■ Supplied data:
=== Begin Enclosure ===
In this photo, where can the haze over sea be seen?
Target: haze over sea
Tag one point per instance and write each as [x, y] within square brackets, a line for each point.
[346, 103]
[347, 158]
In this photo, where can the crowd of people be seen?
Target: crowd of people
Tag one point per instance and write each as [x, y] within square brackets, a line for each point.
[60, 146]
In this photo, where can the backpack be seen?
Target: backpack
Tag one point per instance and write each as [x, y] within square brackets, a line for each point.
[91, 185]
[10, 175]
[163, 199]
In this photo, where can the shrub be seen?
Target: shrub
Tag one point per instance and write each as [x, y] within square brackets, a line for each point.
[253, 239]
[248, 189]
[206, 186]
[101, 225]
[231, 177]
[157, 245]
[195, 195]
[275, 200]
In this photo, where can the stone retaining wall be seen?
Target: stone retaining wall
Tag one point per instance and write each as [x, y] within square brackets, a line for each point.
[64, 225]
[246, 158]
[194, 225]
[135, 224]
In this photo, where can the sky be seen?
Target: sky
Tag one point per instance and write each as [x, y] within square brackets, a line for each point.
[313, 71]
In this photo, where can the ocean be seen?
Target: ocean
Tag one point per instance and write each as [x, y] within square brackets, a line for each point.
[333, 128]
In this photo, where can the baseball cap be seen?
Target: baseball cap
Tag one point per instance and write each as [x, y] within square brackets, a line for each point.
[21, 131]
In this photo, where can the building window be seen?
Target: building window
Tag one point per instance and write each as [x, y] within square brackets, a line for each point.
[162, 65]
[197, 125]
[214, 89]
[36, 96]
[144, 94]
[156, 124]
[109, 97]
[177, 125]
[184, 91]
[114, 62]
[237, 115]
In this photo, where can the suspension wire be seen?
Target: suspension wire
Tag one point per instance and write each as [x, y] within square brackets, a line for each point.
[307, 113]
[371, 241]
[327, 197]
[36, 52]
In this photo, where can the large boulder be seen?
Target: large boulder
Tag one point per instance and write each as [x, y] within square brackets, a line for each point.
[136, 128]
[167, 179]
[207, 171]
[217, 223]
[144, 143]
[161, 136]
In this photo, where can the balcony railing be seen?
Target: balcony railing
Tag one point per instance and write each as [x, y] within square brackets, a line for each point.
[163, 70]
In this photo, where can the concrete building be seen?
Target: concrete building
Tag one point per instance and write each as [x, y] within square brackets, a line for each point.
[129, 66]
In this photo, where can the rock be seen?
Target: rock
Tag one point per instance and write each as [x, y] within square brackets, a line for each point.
=== End Enclosure ===
■ Work instruction: When you repeat the lines, start with the first line of the material and end with the line that contains "Target: sky", keeping both and reproducing each exactly, with nothing added.

■ Solution to this exercise:
In this photo, where can the haze over sea be seen?
Target: haze over sea
Tag one point per instance and write each as [x, y] within square brackets, a line for each point.
[346, 103]
[347, 158]
In this photo, where can the crowd of people be seen?
Target: crowd of people
Tag one point per instance and write each as [x, y] within square brackets, a line for each point.
[60, 146]
In this photo, where can the backpack be seen?
Target: backpack
Tag one point per instance and write each as [x, y] within square brackets, a line for each point.
[91, 185]
[10, 175]
[163, 199]
In this photo, where can the shrub be seen?
Target: shrub
Tag one point per instance and write each as [x, y] within square brackets, a line for each point.
[253, 239]
[248, 189]
[206, 186]
[101, 225]
[231, 177]
[157, 245]
[195, 195]
[275, 200]
In this photo, where can the stone retaining wall be seen?
Target: stone retaining wall
Tag one point per instance and write each as [x, y] within square brackets, a line for each point.
[64, 225]
[246, 158]
[194, 225]
[135, 224]
In this photo, where can the sky be seen?
Target: sky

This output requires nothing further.